Skip to content

Dataknobs Xization

The dataknobs-xization package provides text processing, normalization, and tokenization tools for AI knowledge bases.

💡 Quick Links: - Complete API Reference - Full API documentation - Source Code - View on GitHub - API Index - All packages

Installation

pip install dataknobs-xization

Overview

The Xization package specializes in text preprocessing and includes:

  • Markdown Chunking: Parse and chunk markdown documents for RAG applications
  • Preserves heading hierarchy and semantic structure
  • Supports code blocks, tables, lists, and other markdown constructs
  • Streaming support for large documents
  • Flexible configuration for chunk size and heading inclusion
  • JSON Chunking: Chunk JSON and JSONL documents for RAG applications
  • Template-based or field-selection text generation
  • Streaming support for large JSONL files
  • GZIP compression support
  • HTML Conversion: Convert HTML documents to markdown for RAG ingestion
  • Standard HTML with semantic tags (headings, lists, tables, code blocks)
  • IETF RFC markup auto-detection and conversion
  • Configurable link handling, element stripping, and frontmatter
  • Knowledge Base Ingestion: Batch process directories of documents
  • Pattern-based file selection with exclusions
  • Per-file type configuration
  • Config file support (JSON/YAML)

-- Stated exercise a --
Translate this sentence from the Dataknobs Xization page into Spanish: "The dataknobs-xization package provides text processing, normalization, and tokenization tools for AI knowledge bases."

-- The input --
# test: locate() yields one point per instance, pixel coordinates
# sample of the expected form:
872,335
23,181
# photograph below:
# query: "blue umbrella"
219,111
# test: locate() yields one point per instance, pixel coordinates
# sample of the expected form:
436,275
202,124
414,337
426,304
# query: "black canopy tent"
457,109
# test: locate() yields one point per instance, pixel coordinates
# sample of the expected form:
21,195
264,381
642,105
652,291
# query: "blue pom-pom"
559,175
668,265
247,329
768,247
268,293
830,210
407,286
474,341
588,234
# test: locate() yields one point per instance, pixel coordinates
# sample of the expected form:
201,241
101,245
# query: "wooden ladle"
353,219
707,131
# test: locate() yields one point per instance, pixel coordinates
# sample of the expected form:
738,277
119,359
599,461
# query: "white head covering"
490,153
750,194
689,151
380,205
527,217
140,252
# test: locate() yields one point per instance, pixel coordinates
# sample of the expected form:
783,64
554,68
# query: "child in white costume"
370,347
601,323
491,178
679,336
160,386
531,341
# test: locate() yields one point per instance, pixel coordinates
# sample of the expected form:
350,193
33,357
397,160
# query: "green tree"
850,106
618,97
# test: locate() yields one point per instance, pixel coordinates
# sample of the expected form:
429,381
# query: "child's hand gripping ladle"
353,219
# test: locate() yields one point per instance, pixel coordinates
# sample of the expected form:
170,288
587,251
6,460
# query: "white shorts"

---

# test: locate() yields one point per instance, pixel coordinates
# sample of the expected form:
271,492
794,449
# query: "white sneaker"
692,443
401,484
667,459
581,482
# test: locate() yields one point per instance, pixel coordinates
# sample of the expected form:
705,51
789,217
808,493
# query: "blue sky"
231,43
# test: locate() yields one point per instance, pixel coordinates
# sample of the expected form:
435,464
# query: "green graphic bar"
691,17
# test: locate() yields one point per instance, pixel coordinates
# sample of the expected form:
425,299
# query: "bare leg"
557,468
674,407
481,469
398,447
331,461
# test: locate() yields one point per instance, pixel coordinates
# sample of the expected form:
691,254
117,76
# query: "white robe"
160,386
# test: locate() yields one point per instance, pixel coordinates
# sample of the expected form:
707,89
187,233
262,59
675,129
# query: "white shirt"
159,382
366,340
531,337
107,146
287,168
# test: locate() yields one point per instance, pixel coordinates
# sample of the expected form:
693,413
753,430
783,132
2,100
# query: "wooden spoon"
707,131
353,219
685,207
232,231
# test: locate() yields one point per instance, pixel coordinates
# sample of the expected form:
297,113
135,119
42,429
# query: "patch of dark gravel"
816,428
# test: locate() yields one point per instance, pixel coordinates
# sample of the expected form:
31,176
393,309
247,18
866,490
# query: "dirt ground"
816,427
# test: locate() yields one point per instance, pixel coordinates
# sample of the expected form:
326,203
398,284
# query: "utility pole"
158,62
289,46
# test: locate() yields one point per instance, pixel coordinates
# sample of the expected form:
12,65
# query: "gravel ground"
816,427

-- Stated exercise b --
From the listing shown above, copy each line that contains the string "gravel". Matching is case-sensitive.

-- Right answer a --
El paquete dataknobs-xization proporciona herramientas de procesamiento de texto, normalización y tokenización para bases de conocimiento de IA.

-- Right answer b --
# query: "patch of dark gravel"
# query: "gravel ground"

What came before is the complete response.